## Prompt
Return every row below verbatim, keeping each line unchanged and in its original order.

start Supplied data

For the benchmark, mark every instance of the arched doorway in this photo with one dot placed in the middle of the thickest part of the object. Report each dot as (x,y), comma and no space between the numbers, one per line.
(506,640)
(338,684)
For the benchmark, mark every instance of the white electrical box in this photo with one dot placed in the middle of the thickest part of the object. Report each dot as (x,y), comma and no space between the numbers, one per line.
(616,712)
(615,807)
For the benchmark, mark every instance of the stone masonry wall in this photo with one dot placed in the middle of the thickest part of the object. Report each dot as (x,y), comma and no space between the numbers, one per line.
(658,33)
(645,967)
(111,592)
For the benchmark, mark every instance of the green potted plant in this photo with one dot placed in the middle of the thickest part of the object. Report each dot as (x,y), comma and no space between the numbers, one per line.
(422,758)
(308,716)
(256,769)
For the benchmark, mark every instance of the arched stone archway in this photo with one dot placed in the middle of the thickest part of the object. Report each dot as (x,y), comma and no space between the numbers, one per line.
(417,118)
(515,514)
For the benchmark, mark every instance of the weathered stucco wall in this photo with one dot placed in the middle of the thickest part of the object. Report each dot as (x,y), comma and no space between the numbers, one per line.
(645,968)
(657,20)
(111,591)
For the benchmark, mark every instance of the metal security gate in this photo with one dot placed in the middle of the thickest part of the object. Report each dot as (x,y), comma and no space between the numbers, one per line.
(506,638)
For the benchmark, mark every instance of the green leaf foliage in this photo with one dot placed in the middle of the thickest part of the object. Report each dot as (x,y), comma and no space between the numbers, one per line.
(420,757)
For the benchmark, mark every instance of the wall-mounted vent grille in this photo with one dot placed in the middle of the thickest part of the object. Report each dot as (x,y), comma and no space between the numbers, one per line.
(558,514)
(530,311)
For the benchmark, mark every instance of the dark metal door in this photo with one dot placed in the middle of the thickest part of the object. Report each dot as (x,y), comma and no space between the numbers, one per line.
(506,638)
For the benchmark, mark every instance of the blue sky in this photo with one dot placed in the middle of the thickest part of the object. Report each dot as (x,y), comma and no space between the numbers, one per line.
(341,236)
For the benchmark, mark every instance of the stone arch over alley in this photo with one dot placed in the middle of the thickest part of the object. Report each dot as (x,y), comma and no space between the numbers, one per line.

end Supplied data

## The completed task
For the benchmark, mark every instance of the arched doorway in this photo with one dot placed in the middle of the thickest part of the object. Report each dot as (x,y), comma and no space between the numbers, one per line.
(506,640)
(338,684)
For the benchmark, mark every instance of the white electrical box in this photo with one dot placed in the middle of the thickest part of the object. Report each dot as (x,y), comma and no space between the numbers, one per line.
(616,712)
(615,807)
For the benchmark, mark every instance of the stone masonry wall in this photo with one dot placed in the middle of the thickest part of the object. Report each dot as (x,y), comma and no space between the numbers, one per line.
(658,33)
(645,967)
(111,592)
For the benchmark, mark every instance of the green potted plant in this photo with one dot placed in the middle of the thickest part of the object. Report each dot as (x,y), comma and no space between the numbers, one per line.
(422,758)
(308,716)
(256,769)
For the benchmark, mark every instance of the arched stone archway in this photo with one dot placed in the middle of the thickest part of the object. Report each dot as (x,y), comma and no space between the numbers, one per line.
(417,118)
(515,514)
For the benchmark, mark every instance of the weathered stucco wall in this photo with one dot placed in the middle of the thickest part of the object. Report each dot as (x,y), comma and no space between the numbers, one per line.
(645,968)
(657,20)
(111,591)
For the benchmark, mark every instance of the metal security gate in this photo with one dot placed in the middle of the thickest part of the object. Report each dot as (x,y), comma and no space between the numbers, one per line.
(506,638)
For the benchmark, mark every instance of the green leaf foliage in this photo with one dot placed in the middle of the thickest part of the object. Report each dot as (x,y), comma and no space between the numbers, one per line.
(420,757)
For the benchmark, mark every instance of the wall-mounted vent grille in this photo with one dot placed in the middle of the thickest part of the object. Report each dot as (x,y), comma and no space between the numbers, one per line.
(558,514)
(530,311)
For the benchmark, mark every instance of the dark metal door in this photo with one dot placed in the middle of the thickest part of the object. Report each dot as (x,y), comma and no space between the numbers, one per line.
(506,638)
For the benchmark, mark every instance of the blue sky in this photo with one dot placed in the middle of the thickest part of the object. Report each dot as (x,y), comma and no space between the numbers, one per line.
(341,236)
For the benchmark, mark every instance of the stone arch over alley in this photo with one dot placed in the middle of the thickest part of the object. Report each dot as (x,y), comma and no space between the numbers, one per line.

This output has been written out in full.